GIVEN RECORDS:
=======
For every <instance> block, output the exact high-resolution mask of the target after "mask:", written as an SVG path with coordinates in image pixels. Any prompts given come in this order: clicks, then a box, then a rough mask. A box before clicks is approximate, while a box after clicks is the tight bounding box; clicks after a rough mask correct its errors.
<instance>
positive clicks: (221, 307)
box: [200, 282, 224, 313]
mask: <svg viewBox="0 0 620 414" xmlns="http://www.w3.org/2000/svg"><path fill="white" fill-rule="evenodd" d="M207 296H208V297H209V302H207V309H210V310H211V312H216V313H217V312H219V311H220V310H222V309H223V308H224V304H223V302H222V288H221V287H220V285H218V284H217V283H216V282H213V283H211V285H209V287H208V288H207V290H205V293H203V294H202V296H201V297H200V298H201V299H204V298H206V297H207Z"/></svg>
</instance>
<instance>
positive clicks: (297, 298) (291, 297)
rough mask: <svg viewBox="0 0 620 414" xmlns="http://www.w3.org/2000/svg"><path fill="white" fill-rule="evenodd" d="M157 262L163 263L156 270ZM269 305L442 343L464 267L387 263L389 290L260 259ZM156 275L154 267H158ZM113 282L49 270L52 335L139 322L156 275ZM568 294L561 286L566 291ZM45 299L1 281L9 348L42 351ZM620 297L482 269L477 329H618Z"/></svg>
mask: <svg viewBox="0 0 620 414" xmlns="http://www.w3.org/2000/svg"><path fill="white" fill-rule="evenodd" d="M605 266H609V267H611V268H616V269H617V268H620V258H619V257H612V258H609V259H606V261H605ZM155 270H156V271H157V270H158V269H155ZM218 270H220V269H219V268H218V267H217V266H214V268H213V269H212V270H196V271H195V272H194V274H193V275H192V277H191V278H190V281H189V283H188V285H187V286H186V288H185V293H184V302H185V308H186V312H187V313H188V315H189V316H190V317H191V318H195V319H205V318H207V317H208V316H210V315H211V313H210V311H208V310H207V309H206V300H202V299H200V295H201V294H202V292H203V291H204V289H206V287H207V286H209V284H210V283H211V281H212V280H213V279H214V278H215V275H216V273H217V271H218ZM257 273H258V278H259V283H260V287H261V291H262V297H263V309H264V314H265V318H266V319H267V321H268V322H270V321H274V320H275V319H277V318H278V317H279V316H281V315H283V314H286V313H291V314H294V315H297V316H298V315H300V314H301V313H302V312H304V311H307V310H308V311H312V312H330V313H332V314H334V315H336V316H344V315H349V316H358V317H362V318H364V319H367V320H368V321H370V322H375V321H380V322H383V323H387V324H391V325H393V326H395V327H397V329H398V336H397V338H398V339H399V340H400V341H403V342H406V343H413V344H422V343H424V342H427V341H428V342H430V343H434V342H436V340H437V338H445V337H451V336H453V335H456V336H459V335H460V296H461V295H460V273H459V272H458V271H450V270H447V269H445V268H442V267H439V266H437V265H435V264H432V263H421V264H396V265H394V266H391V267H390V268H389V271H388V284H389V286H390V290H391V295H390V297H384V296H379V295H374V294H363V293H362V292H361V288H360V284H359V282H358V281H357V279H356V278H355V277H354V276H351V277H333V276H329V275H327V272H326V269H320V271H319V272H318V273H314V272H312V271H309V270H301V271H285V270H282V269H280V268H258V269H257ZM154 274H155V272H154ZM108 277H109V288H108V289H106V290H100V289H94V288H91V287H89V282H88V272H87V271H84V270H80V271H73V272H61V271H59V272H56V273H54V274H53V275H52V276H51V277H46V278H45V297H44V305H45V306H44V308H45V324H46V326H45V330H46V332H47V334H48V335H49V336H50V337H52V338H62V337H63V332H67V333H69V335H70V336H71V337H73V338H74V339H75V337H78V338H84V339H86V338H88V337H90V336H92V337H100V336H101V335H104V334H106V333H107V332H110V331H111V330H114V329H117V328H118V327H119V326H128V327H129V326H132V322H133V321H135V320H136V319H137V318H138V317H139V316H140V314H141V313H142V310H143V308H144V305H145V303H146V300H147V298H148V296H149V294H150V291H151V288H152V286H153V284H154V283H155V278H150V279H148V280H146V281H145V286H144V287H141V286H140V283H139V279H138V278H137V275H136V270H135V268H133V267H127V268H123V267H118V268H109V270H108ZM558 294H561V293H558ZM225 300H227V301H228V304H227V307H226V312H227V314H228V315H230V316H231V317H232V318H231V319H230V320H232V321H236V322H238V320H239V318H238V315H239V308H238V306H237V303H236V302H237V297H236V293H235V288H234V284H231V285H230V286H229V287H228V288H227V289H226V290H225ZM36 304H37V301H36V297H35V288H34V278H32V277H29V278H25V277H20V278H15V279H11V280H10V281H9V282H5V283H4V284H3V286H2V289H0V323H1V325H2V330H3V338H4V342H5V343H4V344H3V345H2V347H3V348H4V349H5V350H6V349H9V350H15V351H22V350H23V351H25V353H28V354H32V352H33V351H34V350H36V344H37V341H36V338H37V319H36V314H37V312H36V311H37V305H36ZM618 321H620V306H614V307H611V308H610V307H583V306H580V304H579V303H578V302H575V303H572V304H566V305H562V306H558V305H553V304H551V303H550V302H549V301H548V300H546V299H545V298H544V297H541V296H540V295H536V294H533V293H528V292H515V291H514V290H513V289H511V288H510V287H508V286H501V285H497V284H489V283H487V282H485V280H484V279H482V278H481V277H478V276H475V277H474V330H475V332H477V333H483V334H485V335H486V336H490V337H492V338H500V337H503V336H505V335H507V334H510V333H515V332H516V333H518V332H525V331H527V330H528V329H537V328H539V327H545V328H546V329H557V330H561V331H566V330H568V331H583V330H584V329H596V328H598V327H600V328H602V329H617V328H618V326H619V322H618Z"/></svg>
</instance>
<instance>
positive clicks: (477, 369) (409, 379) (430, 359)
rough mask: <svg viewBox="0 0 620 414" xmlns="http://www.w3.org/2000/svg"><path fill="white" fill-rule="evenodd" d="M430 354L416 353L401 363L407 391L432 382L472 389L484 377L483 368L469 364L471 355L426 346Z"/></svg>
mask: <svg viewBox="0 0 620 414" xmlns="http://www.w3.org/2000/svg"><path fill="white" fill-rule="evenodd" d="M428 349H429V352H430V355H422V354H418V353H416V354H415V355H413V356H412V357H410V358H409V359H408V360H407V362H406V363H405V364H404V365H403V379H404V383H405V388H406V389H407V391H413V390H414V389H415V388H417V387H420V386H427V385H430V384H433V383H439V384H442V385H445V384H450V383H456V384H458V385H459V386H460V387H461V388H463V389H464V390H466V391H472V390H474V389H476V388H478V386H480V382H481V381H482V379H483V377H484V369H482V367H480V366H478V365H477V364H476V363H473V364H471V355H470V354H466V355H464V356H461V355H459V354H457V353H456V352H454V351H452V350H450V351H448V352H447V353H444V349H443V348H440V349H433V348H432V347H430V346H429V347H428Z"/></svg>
=======
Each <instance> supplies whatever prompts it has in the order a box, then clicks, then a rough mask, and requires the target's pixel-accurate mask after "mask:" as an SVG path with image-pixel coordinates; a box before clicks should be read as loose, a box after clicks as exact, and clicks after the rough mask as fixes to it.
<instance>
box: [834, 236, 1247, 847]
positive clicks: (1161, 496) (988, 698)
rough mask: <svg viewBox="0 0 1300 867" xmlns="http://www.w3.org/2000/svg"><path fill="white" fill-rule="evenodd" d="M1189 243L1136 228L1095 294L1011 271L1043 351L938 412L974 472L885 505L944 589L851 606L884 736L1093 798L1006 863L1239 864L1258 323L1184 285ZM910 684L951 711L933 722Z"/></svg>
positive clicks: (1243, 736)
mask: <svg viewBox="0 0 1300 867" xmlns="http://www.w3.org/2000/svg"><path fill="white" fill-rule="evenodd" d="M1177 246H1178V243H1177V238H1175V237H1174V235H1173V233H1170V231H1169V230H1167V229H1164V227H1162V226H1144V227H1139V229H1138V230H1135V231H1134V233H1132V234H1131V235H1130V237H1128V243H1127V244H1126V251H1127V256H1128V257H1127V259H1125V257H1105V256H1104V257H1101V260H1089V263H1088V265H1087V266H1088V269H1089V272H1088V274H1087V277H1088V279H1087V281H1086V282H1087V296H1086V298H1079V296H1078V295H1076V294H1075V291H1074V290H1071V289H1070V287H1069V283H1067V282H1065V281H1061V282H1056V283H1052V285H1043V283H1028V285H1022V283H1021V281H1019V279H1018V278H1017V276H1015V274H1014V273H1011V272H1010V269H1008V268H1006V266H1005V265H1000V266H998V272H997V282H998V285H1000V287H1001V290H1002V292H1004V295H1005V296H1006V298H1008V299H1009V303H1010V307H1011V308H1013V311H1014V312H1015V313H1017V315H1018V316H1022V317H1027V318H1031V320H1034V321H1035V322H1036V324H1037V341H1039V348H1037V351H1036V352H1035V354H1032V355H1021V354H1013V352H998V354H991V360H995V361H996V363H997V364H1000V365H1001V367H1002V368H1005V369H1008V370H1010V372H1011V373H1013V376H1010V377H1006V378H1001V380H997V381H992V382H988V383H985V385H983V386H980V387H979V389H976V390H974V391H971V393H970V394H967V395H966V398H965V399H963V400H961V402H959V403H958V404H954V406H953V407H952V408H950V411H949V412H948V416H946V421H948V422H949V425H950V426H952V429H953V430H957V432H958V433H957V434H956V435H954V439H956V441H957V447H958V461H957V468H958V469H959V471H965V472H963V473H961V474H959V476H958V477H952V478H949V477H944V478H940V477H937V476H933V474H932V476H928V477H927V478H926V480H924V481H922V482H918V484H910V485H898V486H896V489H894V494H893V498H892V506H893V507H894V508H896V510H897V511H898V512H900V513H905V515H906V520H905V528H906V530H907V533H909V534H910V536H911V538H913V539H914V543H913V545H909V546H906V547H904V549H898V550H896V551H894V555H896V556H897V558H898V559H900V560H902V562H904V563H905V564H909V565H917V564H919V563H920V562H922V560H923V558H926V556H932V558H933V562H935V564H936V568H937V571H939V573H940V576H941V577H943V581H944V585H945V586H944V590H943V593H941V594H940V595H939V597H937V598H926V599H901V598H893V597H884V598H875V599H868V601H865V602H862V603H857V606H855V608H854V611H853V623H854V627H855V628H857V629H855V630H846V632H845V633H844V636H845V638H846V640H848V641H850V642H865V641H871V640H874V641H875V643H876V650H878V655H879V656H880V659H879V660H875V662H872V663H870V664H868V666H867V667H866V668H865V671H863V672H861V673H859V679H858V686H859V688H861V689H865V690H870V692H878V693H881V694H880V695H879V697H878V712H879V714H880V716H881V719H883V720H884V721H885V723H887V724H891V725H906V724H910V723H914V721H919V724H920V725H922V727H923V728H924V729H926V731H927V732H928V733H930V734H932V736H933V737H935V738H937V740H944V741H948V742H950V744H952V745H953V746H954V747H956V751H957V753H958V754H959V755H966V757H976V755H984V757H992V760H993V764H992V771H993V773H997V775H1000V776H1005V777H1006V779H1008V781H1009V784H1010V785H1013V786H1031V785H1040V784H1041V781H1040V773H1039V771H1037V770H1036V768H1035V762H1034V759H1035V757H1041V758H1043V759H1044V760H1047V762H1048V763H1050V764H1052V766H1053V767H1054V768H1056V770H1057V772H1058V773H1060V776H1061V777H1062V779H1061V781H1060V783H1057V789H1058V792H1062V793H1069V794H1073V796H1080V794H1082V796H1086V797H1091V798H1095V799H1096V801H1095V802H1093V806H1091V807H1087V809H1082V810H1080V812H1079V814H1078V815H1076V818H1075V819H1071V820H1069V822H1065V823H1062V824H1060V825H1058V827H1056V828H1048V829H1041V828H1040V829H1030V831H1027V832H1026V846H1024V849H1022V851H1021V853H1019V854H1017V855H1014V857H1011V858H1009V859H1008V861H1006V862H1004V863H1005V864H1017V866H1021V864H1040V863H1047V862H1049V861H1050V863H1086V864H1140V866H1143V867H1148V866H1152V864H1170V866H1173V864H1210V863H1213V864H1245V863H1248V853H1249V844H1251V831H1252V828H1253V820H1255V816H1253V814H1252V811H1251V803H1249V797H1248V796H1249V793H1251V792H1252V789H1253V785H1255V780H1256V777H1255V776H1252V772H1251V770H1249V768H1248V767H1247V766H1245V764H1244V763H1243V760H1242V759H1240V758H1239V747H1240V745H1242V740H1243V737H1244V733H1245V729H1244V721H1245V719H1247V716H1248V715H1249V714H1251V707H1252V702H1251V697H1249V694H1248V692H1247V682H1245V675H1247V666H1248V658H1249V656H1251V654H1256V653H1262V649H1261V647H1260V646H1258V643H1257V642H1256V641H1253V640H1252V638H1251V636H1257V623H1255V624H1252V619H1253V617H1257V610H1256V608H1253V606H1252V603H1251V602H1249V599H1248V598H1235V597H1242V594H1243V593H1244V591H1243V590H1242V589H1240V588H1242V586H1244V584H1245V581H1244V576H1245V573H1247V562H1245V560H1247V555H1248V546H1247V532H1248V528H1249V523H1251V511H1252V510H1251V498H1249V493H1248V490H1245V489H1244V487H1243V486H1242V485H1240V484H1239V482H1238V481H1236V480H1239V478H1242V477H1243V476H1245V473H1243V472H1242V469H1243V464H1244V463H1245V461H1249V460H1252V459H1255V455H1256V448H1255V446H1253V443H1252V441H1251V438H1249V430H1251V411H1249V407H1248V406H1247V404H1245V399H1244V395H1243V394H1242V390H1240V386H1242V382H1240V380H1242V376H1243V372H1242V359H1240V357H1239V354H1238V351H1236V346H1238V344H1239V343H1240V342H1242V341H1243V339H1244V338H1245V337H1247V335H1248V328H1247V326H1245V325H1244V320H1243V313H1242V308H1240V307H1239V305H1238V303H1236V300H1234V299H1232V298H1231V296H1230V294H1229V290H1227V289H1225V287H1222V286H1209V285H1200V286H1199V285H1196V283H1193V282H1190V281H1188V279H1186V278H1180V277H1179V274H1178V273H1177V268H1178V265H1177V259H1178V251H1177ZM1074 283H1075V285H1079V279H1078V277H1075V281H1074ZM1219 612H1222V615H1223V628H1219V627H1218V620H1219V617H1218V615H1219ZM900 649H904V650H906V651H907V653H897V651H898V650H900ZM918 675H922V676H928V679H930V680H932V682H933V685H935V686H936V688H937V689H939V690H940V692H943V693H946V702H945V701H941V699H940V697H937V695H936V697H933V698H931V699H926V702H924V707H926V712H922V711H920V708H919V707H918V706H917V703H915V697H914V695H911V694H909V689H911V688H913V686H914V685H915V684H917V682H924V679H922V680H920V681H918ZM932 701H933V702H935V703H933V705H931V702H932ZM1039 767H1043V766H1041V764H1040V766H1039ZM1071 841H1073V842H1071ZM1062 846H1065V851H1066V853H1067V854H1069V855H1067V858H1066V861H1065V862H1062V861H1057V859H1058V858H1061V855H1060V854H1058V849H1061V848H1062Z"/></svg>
=======
YOUR INSTRUCTIONS: Your answer must consist of every line from the listing that holds the string "image".

RESULT FOR THIS EXERCISE:
For every <instance> block, output the exact high-resolution mask of the target after "mask:", written as an SVG path with coordinates in image pixels. Any prompts given come in this order: clicks, then a box, then a rough mask. A box before clicks is approximate, while a box after clicks is the tight bounding box; clicks after a rough mask correct its errors.
Each <instance> supplies whatever prompts it has in the order a box, then clicks, then a rough mask, and requires the target's pixel-accurate mask after "mask:" as an SVG path with image-pixel coordinates; a box before clicks should be read as loose, a box after clicks as exact, and clicks after the rough mask as fixes to it.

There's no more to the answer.